(Stored dataset items)
____

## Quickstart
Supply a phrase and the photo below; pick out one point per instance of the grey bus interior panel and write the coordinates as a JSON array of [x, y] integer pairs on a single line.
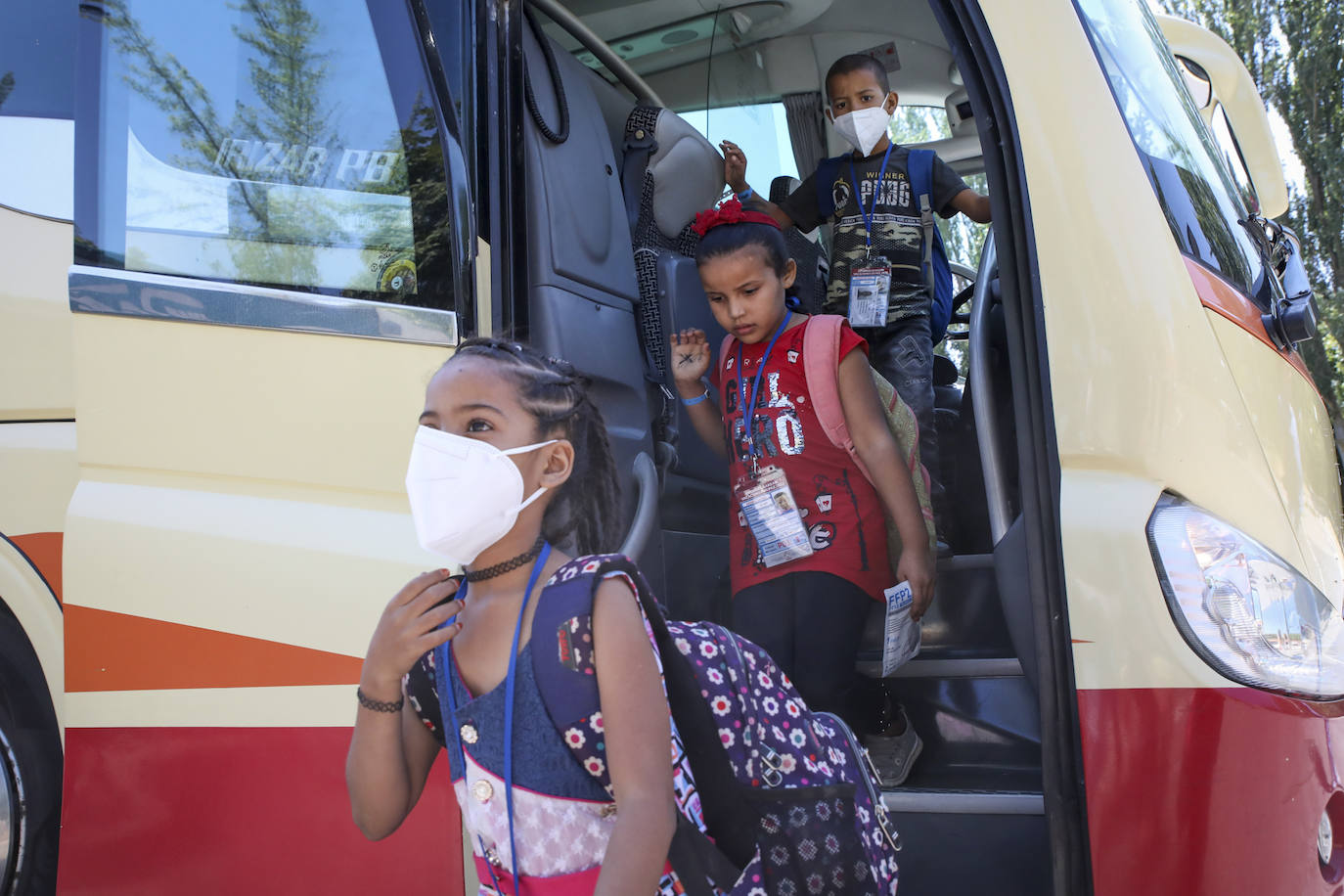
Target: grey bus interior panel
[[578, 237]]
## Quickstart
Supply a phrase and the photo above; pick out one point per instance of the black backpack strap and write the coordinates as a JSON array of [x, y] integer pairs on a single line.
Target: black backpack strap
[[826, 177], [640, 147]]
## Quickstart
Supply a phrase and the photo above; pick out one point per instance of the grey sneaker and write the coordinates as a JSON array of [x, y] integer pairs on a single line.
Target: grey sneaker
[[893, 756]]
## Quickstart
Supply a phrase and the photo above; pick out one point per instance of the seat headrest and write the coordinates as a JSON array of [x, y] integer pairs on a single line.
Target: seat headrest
[[687, 173]]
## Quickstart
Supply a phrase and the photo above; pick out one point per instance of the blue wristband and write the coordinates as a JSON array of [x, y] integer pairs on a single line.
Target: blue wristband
[[699, 398]]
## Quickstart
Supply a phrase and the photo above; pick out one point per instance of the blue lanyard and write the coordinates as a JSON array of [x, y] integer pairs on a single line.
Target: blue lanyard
[[858, 194], [755, 384], [448, 711]]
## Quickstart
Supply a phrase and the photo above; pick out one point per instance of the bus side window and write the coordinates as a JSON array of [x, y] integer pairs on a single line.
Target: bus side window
[[287, 143], [36, 108], [1200, 201]]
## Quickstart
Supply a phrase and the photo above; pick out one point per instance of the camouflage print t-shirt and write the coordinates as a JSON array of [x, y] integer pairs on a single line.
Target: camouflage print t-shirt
[[895, 226]]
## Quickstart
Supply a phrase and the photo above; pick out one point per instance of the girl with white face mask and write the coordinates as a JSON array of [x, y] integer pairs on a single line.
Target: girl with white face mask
[[511, 457]]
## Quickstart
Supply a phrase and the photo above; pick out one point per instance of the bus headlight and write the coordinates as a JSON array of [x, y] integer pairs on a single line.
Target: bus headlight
[[1242, 607]]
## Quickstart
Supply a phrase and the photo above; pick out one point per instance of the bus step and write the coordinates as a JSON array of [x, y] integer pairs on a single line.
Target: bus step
[[940, 668], [963, 802]]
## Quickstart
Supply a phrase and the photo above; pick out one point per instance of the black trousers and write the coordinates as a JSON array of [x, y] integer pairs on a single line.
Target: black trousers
[[811, 625]]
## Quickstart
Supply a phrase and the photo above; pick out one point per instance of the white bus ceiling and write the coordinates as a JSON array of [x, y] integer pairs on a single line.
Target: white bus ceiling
[[765, 49]]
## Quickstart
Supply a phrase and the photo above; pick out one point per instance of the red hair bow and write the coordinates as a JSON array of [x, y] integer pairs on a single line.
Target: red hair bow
[[730, 212]]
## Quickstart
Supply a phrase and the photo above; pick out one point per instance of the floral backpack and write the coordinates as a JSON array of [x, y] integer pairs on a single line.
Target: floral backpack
[[773, 798]]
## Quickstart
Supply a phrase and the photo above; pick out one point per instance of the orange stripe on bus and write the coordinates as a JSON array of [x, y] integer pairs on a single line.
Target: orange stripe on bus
[[1228, 301], [117, 651], [43, 550]]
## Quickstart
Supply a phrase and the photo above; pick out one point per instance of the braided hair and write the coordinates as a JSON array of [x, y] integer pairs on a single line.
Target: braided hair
[[586, 508]]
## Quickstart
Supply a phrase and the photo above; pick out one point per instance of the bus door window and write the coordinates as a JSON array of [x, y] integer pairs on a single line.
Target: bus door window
[[276, 143]]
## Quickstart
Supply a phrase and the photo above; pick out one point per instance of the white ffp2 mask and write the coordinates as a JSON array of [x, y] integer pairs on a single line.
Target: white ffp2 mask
[[466, 493], [863, 128]]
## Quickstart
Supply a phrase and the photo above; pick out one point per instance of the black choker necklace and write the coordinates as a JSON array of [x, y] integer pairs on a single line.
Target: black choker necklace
[[509, 565]]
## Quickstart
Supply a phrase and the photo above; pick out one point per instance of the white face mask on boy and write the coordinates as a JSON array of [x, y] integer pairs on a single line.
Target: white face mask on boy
[[863, 128], [466, 493]]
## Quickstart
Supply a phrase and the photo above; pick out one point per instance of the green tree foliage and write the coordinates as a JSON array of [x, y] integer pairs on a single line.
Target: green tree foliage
[[1294, 51]]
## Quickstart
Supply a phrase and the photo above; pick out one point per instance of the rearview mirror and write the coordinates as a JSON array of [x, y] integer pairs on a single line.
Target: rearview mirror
[[1232, 83], [1196, 81]]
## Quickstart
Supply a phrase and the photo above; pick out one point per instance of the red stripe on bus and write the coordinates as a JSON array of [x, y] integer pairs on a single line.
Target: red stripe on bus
[[115, 651], [238, 810], [43, 551], [1228, 301], [1207, 790]]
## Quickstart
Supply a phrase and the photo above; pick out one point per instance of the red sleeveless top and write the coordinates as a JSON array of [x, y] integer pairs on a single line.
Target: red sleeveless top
[[843, 514]]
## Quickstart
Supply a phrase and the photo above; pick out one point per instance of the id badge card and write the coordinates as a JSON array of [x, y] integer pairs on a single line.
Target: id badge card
[[902, 634], [773, 515], [870, 284]]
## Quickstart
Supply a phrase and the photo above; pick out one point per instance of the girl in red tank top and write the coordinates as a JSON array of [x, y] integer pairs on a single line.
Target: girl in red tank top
[[807, 528]]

____

- Problem details -
Only text belongs in the copy: repeat each line of the data exactly and leave out the pictures.

- Problem solution -
## Quickstart
Supply a phrase and the photo below; pick out one point per instance of the grey bus interior panel and write the coordinates as a JSON array of [x, y] integer pairs on a single line.
Target: grey bus interior panel
[[578, 237]]
## Quickstart
Supply a phrase and the photo above; pick out one point per instance of the black backpack strap and write the coordinates as a JSON array of [x, y] integer pairs on a single line.
Target: black backpack strap
[[826, 177], [640, 147]]
## Quickstart
Supply a phrase and the photo above; pick out one point per instance of the grey sneaker and write the coordinates as a JSON array of [x, y] integer pairs on a single line.
Target: grey sneaker
[[893, 756]]
## Quickstart
Supply a phrase and the photo above; pick out one point per instance of the seat headrest and write the coordinates as a JSON array of [x, y] integer pairs on a single line.
Target: seat headrest
[[687, 173]]
## Quickstart
Supply a phrase and the photo above; pick out one point per instance of the blue wristband and write the coordinates as a JSON array of [x, y] integer pairs on a single line.
Target: blue wristband
[[699, 398]]
## Quickstart
Supply a phrase and the photo above; pick out one point per instance of the blue lanyard and write the coordinates as a JSON array of [x, y] integer pairs on a single line.
Target: blue lanyard
[[858, 194], [755, 384], [448, 711]]
## Quickstart
Supply a phrase and the photo above; pick out one point per instance of the bus side window and write the coordinates as a JSON array of [x, y] integer pairs on a single line.
Target: bus side window
[[287, 143], [36, 108], [1200, 201]]
## Quickstart
Supply a phrase and the photo above; pick out one point per instance of the camouflage print t-shirt and write the coordinates as a JSON array of [x, y] integer pairs on a single line.
Target: camouflage print t-shirt
[[895, 226]]
## Quickstart
Supply a phrase and the photo above; pick out one point per instance of the girl with white face mask and write the coordinates as a JSON array of [x, y] integer pairs on a single line.
Target: girl with white face mask
[[511, 457]]
## Quickstart
Supply a phrase and the photo above; pick out one point per instance of the bus headlight and write the coordinates as a JSON array of [x, y] integer pairs on a single line.
Target: bus headlight
[[1242, 607]]
## Quickstart
Supply a phrase and the photo above; pick out one point per instance of the bus step and write the coordinates as a JSON array of [x, y] integer pairs on a single line.
Target: bus step
[[940, 668], [963, 802]]
## Quickstart
Supply a phrase and the photo above; pick out one point per instance of the black trousers and write the coordinates as a JSON array of [x, y] integer pairs on a single line.
Target: black trousers
[[811, 625]]
## Quickstart
Supply a phrase and the photo above; pick out one point per instance of the white bus ceiling and write the coordinates as a JSON array of [x, y] integer pairs on a single line.
Target: white bus ceiling
[[765, 49]]
## Quickstart
Supply a phrase and the photo above; pick out one point per instance of the red hair bow and write the coordinates as a JSON array of [x, y] integer pairs on a single line.
Target: red hair bow
[[730, 212]]
## Quickstart
Supply a phrase and the photo above; pick out one point per instance of the floral backpack and write the coordinates as a JSON array of [x, y] integer pairs on a single line.
Target: floral backpack
[[773, 798]]
## Quickstart
Supply a phrase and the photo above; pick out one point per instance of the orange stripe on bus and write the coordinates as a JSON array of [x, y] integer pairs on a single line.
Target: orange stripe on bus
[[1228, 301], [117, 651], [43, 550]]
## Quickstart
Supply a phrase and the photo above; pick out one point per instance of the braided hair and write the coordinates as a JSON array of [x, y] integer pairs on a single line.
Target: braided hair
[[586, 508]]
## Quickstart
Supply a phrase and the photo above; pick out one point per instance of the bus door window and write the coordinates as a JSON array of [x, y] integer pairs on a single line.
Target: bus door window
[[276, 143]]
## Quickstart
Supply a phrase and the photo above; pick out one point per instance of the white ffp2 mask and write the coordinates as a JSON array of [x, y] integer pairs on a single line.
Target: white ffp2 mask
[[466, 493], [863, 128]]
## Quickstart
Supply a phrase and the photo above; pick out one point per instance of the black choker necklace and write the coordinates as a JSON array of [x, y] integer pairs on a single line.
Target: black choker necklace
[[509, 565]]
## Quickstart
Supply a phrase and the photo above; pick out one point per instance of the white face mask on boy and write the coordinates as a JSON array of [x, y] integer pairs on a single line.
Target: white face mask on boy
[[863, 128], [466, 493]]
## Quickstart
Supply a phrase and the photo above; pick out one point per instance of the green tree foliage and write the coordinates as a JSON array of [x, y] integer pairs on a single line.
Target: green tree foliage
[[1294, 51]]
## Quickstart
Supply a phrase and the photo above; pick out one point per instance of the rearview mirror and write the coordinates as a JSON array of [x, y] integer pairs on a single line.
Target: rearview mirror
[[1232, 83], [1196, 81]]
## Quickstart
Supply a phrase and the photo above; pick out one point per instance of the red stripe on bus and write the coordinates as a JSON array of [x, y] integer pairs on a single line.
Target: red stripe on bus
[[115, 651], [238, 810], [43, 551], [1228, 301], [1207, 790]]
## Quickstart
Supply a phrase and the photo above; pick out one point per instance of the red sleeveless top and write the coordinates as a JSON array of [x, y] integer pairs on a single line.
Target: red sleeveless top
[[843, 514]]
## Quickstart
Supply a phrase and the photo above; pick out one point per instance of the id badge card and write the coordinates as a JSON array of [x, y] integer pairs on a single line.
Target: id badge card
[[902, 634], [773, 515], [870, 284]]
## Quickstart
Supply a phrase and the photo above; pick out one point per instance of the girl in red tank top and write the coordinates as a JSON array of [x, y] integer pairs on a single line.
Target: girl in red tank top
[[807, 528]]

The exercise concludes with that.